Do this — Copy the lines of the data items below word for word, starting at the line containing "Might I ask you to point at the utility" and ending at the line containing "point(560, 143)", with both of those lines included.

[Data items]
● ● ● ● ● ● ●

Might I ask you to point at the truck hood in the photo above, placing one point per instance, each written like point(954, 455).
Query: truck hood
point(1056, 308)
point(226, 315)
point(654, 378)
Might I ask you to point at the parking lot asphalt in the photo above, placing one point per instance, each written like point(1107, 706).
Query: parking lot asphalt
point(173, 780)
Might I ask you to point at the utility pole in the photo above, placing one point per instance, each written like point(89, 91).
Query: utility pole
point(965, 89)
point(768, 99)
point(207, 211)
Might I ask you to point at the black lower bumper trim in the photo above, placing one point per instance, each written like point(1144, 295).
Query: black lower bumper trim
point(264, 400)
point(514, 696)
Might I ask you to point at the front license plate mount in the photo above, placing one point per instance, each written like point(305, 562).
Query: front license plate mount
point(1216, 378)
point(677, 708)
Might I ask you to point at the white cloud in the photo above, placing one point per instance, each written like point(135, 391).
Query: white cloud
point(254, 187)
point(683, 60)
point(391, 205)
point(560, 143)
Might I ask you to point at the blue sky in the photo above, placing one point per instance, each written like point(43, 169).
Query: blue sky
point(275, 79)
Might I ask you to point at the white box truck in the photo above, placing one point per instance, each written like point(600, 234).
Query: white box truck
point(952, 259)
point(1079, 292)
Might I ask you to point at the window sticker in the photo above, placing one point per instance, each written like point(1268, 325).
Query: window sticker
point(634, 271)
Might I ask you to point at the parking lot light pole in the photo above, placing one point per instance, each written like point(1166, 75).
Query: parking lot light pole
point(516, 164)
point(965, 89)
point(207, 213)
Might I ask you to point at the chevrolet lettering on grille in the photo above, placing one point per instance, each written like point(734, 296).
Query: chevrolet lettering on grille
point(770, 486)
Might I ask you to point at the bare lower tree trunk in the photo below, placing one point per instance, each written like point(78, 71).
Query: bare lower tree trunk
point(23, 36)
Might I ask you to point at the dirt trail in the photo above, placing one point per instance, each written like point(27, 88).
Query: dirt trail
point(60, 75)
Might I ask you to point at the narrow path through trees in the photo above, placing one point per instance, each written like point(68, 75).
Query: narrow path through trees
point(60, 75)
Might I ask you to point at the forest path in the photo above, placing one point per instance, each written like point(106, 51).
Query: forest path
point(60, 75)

● ● ● ● ● ● ●

Solution to the exercise —
Might I ask you to point at the utility pole in the photo above, placing one point per instance, each written like point(89, 91).
Query: utility pole
point(965, 89)
point(768, 99)
point(207, 211)
Might I ask you to point at the black lower bumper trim in the photo above, placing one point per instance, each written like point(1144, 295).
Query: black lower bumper trim
point(264, 400)
point(514, 696)
Might I ask you to point at the front license plate mount in the photo above, placing one point per instance, each written like point(305, 562).
Query: front license plate mount
point(1216, 378)
point(677, 708)
Might I ask you to point at the white cloud in the photo above, placing one point per instance, each written like point(135, 391).
Query: white cloud
point(254, 187)
point(683, 60)
point(391, 205)
point(560, 143)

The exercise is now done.